GOAL OF THE EXERCISE
Filter the records for "spire" and keep each line that has it.
** PROVIDED ENTRIES follows **
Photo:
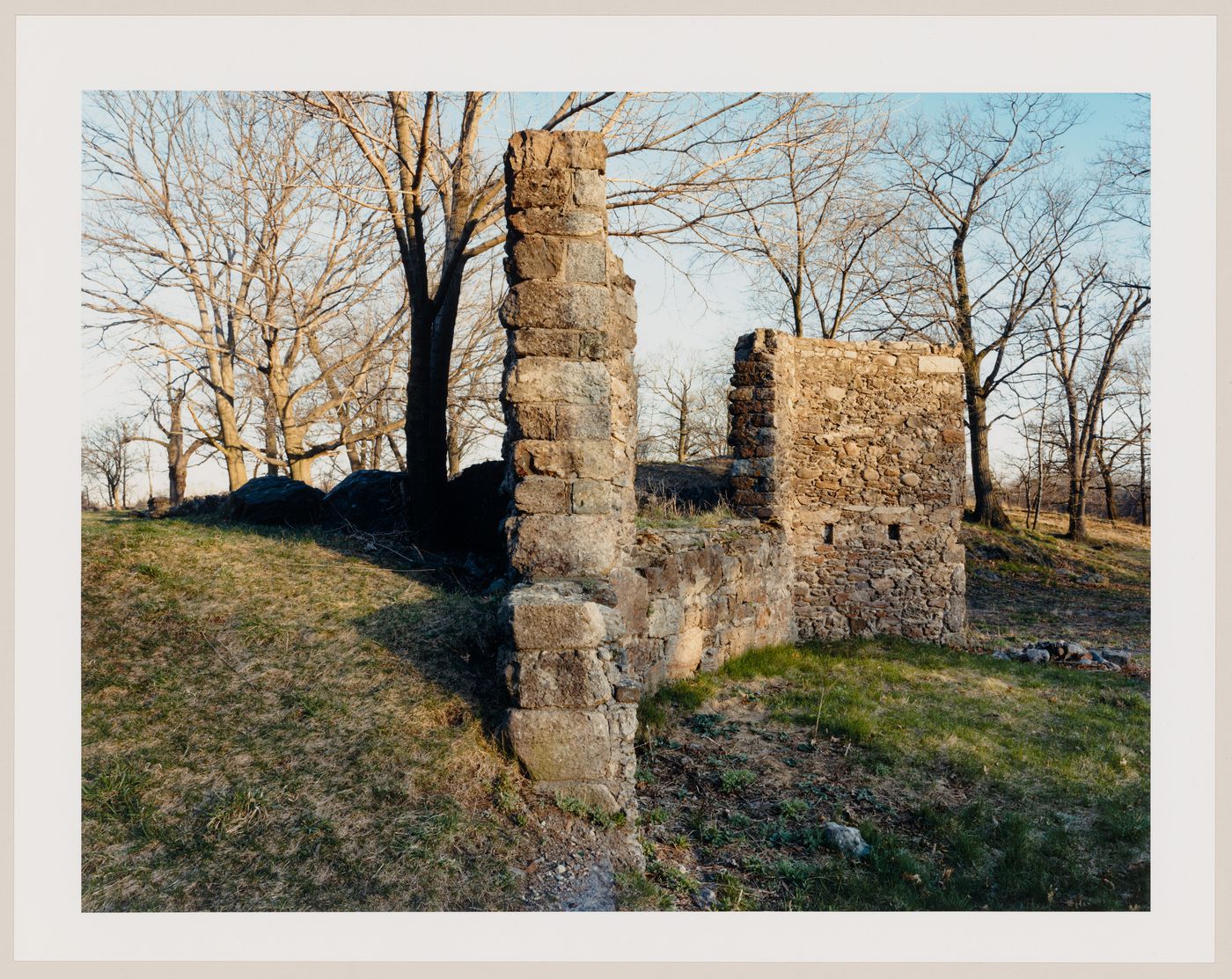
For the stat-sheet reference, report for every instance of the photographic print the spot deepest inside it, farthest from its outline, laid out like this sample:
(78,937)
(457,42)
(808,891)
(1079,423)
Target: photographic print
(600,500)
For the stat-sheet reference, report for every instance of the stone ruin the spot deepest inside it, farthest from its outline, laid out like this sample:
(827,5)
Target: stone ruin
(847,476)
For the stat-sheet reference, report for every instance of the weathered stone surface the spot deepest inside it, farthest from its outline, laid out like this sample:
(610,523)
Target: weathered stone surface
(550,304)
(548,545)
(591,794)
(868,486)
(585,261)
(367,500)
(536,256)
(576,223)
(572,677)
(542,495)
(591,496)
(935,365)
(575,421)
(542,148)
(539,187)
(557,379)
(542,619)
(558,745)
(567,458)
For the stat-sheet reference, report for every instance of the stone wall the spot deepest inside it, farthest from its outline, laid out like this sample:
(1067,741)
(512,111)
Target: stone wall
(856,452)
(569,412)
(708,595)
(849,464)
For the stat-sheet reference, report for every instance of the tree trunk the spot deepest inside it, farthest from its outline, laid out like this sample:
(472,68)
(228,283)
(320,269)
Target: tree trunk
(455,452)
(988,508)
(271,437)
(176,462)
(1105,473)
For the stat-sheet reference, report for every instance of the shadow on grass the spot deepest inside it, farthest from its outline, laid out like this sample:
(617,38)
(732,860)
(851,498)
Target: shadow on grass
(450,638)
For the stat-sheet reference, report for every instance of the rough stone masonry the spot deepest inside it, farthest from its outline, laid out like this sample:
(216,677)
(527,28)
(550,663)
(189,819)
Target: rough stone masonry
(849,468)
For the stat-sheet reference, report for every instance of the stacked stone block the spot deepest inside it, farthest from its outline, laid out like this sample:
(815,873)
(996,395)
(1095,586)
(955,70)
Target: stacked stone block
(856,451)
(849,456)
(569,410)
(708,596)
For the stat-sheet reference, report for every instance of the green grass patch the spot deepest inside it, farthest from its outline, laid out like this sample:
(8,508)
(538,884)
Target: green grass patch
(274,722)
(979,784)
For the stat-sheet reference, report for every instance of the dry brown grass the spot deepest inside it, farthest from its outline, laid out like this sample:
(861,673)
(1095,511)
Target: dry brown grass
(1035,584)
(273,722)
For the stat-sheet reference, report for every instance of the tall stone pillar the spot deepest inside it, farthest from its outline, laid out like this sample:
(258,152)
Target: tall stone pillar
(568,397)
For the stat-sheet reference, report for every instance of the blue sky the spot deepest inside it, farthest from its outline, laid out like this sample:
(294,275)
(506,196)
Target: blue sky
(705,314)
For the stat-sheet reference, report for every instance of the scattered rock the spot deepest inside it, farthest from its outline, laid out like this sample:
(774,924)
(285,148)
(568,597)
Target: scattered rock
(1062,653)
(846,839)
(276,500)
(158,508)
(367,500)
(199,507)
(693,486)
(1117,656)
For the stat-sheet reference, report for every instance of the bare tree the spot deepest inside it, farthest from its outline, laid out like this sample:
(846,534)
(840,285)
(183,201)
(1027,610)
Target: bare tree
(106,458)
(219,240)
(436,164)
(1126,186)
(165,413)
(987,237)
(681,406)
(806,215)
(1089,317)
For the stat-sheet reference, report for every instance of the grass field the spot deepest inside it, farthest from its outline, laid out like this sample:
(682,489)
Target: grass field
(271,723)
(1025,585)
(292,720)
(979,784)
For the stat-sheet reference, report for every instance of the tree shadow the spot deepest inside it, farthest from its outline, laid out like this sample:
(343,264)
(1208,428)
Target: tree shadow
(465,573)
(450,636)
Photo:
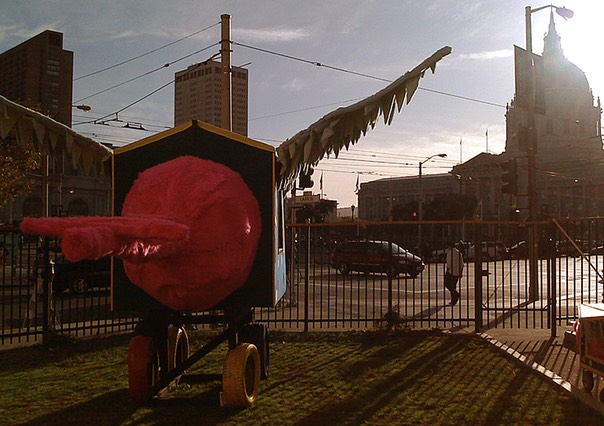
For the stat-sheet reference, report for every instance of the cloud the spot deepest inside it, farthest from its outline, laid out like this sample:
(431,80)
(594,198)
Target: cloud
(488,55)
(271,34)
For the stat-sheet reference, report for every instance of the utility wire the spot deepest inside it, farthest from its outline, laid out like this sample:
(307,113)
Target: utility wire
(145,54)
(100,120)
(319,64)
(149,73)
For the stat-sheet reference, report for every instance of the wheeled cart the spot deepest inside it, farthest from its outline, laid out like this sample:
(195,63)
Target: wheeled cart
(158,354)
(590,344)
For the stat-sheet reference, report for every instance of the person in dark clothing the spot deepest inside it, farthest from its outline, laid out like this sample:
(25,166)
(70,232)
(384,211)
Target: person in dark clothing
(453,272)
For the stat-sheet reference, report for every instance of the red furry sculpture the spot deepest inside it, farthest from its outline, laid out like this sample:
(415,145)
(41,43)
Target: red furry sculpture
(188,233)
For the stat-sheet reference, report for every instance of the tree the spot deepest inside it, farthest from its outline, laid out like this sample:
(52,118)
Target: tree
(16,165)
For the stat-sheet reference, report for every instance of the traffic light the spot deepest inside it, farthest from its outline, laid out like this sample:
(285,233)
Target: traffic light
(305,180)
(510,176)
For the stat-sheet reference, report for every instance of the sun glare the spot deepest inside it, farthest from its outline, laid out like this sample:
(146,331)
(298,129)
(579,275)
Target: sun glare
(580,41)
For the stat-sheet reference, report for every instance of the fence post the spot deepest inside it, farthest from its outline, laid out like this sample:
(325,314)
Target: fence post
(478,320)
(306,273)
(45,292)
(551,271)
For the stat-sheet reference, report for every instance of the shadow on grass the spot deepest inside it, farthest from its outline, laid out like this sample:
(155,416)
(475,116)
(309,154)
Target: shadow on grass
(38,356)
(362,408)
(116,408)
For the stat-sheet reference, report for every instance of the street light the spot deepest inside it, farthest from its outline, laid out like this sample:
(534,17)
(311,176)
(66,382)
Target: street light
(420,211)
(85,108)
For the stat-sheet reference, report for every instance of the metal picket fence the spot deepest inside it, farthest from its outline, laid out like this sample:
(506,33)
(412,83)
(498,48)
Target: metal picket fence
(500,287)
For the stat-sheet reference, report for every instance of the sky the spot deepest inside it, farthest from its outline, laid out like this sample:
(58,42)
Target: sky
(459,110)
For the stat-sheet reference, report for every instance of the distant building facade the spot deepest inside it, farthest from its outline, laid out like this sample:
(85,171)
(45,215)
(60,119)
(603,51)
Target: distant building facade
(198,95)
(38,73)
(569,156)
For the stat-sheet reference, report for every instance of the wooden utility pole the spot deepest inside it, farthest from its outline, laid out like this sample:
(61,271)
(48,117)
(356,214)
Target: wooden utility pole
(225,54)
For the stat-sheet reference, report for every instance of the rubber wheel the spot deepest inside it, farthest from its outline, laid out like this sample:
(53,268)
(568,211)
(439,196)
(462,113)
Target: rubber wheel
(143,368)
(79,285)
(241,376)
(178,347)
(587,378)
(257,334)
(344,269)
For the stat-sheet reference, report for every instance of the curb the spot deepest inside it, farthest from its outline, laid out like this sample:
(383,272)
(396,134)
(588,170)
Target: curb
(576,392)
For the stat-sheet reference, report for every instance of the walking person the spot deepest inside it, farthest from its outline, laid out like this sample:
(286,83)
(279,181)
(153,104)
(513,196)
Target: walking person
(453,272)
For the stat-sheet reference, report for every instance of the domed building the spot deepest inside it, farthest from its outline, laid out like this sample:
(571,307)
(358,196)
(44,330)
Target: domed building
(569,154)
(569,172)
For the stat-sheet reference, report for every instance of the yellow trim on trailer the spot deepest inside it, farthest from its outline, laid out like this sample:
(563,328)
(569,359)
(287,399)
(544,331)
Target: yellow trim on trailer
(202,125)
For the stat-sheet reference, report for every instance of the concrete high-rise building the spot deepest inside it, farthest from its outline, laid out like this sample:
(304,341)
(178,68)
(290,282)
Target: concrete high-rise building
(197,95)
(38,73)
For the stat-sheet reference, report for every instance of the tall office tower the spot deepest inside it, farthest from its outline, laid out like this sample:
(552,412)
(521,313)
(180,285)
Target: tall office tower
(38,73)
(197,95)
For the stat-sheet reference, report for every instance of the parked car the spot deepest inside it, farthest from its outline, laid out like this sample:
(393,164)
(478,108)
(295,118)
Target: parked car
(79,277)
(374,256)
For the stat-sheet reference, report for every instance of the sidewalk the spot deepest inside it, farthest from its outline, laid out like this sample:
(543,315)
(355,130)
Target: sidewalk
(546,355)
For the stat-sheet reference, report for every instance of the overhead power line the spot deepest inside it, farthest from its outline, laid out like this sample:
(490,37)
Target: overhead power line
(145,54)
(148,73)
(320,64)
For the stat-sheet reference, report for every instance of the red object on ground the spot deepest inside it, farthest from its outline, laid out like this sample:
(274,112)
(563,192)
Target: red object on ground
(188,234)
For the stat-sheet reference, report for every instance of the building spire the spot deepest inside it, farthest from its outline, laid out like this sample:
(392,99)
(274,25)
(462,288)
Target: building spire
** End of PROVIDED ENTRIES **
ANSWER BELOW
For the stat-sheet reference, report for every instance of the building spire the spot deepest inside it, farthest from its outline, laid out like this sample:
Target: building spire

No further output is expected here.